Herbert (10ème) offre à Lotus sa meilleure position sur la grille depuis le début de la saison. Zanardi (15ème) rencontre lui de nouvelles coupures de moteur. Comme à Donington, la Ligier-Renault manque d'appuis. Blundell (12ème) s'en tire mieux que Brundle (16ème). A noter que nos deux « Dupondt » d'outre-Manche ont attrapé la grippe ! Après un vendredi calamiteux, Alliot (13ème) et Comas (14ème) parviennent samedi à dénicher les bons réglages sur leurs Larrousse-Lamborghini. La Footwork-Mugen progresse mais rencontre encore quelques problèmes de fiabilité, d'où les positions médiocres de Warwick (16ème) et de Suzuki (19ème). Les Jordan-Hart (Barrichello 17ème, Boutsen 21ème) subissent du survirage. Les Minardi (Fittipaldi 20ème, Barbazza 25ème) peinent à cause de leur Cosworth asthmatique et surtout d'un déséquilibre sur les bosses. Tout va mal chez Tyrrell: Katayama (23ème) se bat avec une adhérence très précaire et de Cesaris (24ème) se sauve de justesse après avoir cassé sa boîte vendredi. Badoer (22ème) met beaucoup d'appuis sur sa désastreuse Lola-Ferrari et se sauve ainsi, contrairement à Alboreto (26ème), non-qualifié pour la seconde fois consécutive.
Senna n'est pas content à l'issue de ces qualifications. Il ne se satisfait même plus de devancer la Benetton-Ford de Schumacher. « A quoi cela sert d'être le meilleur des Ford ? » s'exclame-t-il. « Mon moteur a nettement moins de chevaux que le Renault des Williams. Je ne peux pas recommencer des miracles sur commande. Sans une bonne averse, je n'ai aucun espoir. » Prost quant à lui n'apprécie pas du tout le revêtement bosselé. Secoué par les vibrations, il souffre de la nuque et s'en remet aux mains expertes de l'ostéopathe Pierre Baleydier.
Le Grand Prix
Aucune surprise lors de l'échauffement du dimanche matin: les Williams survolent les débats et collent une seconde et demie aux McLaren et aux Benetton. La course s'annonce très ennuyeuse. Quelques gouttes de pluie tombent sur le circuit une demi-heure avant le coup d'envoi, mais très vite le vent balaie les nuages. Il aura donc fallu attendre le cinquième Grand Prix de la saison pour voir une course disputée sur le sec.
Grille de départ: Herbert subit une panne électronique au niveau de sa suspension active et doit s'élancer depuis la dernière place.

####

Consignes de travail:
1. Répondez aux questions suivantes à partir de l'extrait sur le Grand Prix.
(a) À quel ostéopathe Prost s'en remet-il ?
(b) À quelle place Alboreto termine-t-il les qualifications ?
(c) Depuis quelle place Herbert doit-il s'élancer ?
2. Recopiez le passage de l'extrait sur le Grand Prix compris entre « Le Grand Prix » et « sur le sec. », inclus.

Données saisies:
####

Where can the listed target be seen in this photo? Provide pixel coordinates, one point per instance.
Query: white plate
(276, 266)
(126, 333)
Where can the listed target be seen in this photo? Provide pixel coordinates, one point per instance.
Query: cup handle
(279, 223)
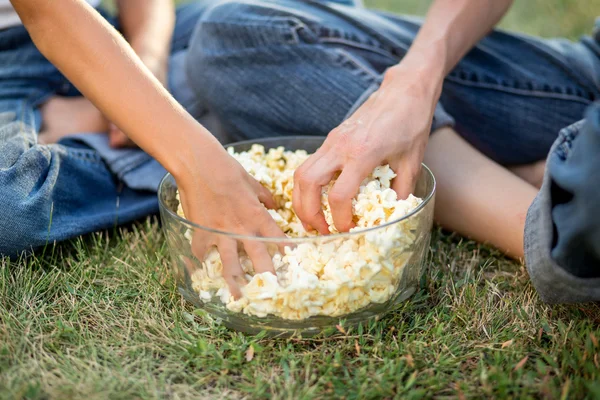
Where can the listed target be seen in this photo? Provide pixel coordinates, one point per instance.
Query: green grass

####

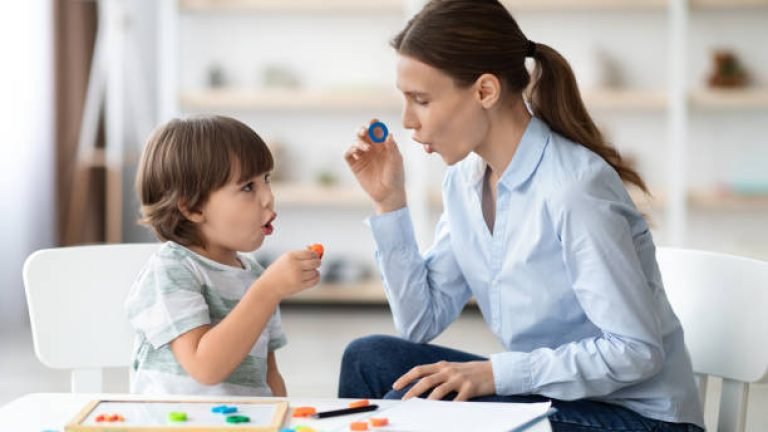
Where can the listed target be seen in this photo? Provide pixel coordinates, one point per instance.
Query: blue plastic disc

####

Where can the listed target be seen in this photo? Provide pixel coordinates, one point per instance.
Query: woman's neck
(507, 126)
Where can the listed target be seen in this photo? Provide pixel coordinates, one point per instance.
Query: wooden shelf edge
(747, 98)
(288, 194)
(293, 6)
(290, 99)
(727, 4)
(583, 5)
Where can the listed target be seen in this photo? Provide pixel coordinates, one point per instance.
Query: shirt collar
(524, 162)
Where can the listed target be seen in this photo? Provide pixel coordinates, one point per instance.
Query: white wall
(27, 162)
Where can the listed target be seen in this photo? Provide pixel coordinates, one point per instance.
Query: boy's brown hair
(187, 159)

####

Résultats obtenus:
1.
(a) À Pierre Baleydier.
(b) À la 26ème place. Il n'est pas qualifié, pour la seconde fois consécutive.
(c) Depuis la dernière place, à cause d'une panne électronique au niveau de sa suspension active.

2.
Le Grand Prix
Aucune surprise lors de l'échauffement du dimanche matin: les Williams survolent les débats et collent une seconde et demie aux McLaren et aux Benetton. La course s'annonce très ennuyeuse. Quelques gouttes de pluie tombent sur le circuit une demi-heure avant le coup d'envoi, mais très vite le vent balaie les nuages. Il aura donc fallu attendre le cinquième Grand Prix de la saison pour voir une course disputée sur le sec.